**TESTO ESTRATTO:**
========================

DESCRIZIONE DELL’OPERA:
La tavola ricalca il modulo iconografico della dormizione della Beata Vergine Maria, così com’è stato codificato, sin dai primordi e si è diffuso in Oriente: la terra gremita di apostoli e discepoli del Signore attorno al corpo esanime della Vergine; gli apostoli che fanno corona al “talamo nuziale” imbandito dal corpo della Vergine: altare e tabernacolo nel quale si attua l’incontro del celeste con il terrestre. L’orizzontalità del corpo di Maria svela un’esistenza corporea giunta al termine che lascia serenamente il posto alla verticalità dell’anima bambina ormai in procinto dell’ascesa.
Il tutto ha un sentore di predizione, di profezia, di disegno divino al quale il destino soprannaturale di Maria da compimento. Il centro dell’icona non è la Madre di Dio ma il Cristo. La composizione ha due tempi con due movimenti contrapposti: dall’alto verso il basso in una convergenza centripeta.

========================

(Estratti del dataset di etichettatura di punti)

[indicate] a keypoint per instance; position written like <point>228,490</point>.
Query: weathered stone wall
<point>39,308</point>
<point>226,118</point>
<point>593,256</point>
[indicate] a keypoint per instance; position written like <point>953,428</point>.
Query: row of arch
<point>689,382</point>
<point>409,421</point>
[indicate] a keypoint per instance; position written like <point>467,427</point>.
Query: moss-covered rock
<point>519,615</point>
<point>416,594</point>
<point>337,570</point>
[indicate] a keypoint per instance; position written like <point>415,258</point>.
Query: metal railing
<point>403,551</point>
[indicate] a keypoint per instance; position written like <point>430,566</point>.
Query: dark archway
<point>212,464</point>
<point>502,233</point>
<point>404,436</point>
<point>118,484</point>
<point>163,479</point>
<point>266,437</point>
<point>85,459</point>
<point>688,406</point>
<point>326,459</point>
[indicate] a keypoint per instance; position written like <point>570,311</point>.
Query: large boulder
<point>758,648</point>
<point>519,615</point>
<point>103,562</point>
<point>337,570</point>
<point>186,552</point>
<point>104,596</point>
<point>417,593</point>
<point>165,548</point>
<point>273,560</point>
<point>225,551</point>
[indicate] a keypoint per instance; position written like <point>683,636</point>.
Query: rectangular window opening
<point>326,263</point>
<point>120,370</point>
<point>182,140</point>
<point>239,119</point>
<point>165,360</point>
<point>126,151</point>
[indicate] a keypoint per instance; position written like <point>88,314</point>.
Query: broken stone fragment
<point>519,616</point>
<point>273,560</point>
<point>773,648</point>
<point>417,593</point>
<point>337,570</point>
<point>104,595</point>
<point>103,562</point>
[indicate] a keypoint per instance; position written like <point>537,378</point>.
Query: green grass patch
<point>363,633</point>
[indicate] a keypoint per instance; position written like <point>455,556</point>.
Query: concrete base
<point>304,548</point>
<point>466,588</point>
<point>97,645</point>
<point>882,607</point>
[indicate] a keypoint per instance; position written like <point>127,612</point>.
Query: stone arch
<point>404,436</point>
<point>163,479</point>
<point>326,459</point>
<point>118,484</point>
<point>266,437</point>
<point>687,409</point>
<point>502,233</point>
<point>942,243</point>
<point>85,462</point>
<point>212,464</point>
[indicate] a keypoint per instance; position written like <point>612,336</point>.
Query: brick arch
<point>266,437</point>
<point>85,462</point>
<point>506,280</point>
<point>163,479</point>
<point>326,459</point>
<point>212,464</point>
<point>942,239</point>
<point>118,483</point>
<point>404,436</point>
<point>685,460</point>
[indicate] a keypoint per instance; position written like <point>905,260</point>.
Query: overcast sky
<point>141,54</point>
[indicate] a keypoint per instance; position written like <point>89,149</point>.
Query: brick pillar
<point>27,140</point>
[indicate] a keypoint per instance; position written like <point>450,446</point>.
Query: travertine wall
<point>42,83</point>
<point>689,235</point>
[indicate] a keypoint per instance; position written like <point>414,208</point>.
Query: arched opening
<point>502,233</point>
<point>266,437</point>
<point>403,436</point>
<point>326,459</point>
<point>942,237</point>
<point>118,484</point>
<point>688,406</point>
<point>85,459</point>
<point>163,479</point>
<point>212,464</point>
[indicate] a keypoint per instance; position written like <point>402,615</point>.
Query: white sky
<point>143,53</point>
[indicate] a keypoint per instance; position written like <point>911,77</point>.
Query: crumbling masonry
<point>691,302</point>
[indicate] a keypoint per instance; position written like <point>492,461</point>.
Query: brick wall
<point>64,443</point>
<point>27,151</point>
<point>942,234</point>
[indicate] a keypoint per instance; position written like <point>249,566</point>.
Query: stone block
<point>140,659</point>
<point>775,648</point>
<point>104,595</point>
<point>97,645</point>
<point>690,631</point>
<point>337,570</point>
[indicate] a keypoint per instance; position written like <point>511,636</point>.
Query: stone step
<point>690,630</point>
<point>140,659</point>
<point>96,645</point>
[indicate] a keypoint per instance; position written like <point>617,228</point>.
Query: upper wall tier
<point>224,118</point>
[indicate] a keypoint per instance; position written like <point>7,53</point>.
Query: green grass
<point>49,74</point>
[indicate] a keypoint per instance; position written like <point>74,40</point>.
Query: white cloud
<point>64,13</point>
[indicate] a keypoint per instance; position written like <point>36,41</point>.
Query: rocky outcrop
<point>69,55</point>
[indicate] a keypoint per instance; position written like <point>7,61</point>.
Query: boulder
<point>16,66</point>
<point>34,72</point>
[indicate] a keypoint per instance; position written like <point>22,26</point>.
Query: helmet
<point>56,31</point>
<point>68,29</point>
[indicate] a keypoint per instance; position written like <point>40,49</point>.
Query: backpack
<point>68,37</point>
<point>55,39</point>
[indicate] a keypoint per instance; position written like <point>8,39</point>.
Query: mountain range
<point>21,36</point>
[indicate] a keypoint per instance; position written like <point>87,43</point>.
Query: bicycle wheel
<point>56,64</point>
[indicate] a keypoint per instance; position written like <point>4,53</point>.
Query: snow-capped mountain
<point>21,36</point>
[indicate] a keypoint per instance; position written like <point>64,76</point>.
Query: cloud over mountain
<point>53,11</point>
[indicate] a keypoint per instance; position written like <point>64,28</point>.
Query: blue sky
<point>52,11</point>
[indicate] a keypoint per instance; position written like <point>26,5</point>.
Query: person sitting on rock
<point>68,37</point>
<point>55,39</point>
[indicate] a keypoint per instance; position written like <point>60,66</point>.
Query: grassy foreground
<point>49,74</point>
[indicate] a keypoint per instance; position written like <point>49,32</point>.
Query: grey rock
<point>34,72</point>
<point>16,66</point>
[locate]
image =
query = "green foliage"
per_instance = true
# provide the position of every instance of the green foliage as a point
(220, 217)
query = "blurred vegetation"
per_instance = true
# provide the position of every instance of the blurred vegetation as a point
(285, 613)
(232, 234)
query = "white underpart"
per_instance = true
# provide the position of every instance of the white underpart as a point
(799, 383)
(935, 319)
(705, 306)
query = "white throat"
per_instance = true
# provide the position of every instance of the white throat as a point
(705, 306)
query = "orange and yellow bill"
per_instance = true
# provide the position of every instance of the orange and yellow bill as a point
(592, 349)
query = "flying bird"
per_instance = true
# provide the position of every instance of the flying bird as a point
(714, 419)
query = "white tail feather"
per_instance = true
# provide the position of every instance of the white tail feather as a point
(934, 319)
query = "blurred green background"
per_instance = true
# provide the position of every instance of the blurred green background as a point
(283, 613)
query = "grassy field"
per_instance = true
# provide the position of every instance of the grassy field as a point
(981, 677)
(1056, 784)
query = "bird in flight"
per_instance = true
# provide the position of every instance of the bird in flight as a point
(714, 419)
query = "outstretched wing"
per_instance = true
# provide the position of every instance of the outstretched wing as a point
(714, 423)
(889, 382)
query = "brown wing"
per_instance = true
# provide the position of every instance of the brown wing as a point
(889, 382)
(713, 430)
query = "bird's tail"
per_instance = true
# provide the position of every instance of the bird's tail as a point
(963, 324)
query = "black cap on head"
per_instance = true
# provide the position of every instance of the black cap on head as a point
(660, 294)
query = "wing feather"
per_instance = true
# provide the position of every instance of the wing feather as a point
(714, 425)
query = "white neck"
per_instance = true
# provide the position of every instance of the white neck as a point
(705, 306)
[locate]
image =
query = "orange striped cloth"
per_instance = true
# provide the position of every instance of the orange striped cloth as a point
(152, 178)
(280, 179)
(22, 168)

========================

**DETTAGLI ESERCIZIO:**
Riscrivi il passo della descrizione dell'icona che comincia con "Il tutto ha" e prosegue fino a "una convergenza centripeta.", sostituendo "profezia" con "premonizione".

**SOLUZIONE ESERCIZIO:**
Il tutto ha un sentore di predizione, di premonizione, di disegno divino al quale il destino soprannaturale di Maria da compimento. Il centro dell’icona non è la Madre di Dio ma il Cristo. La composizione ha due tempi con due movimenti contrapposti: dall’alto verso il basso in una convergenza centripeta.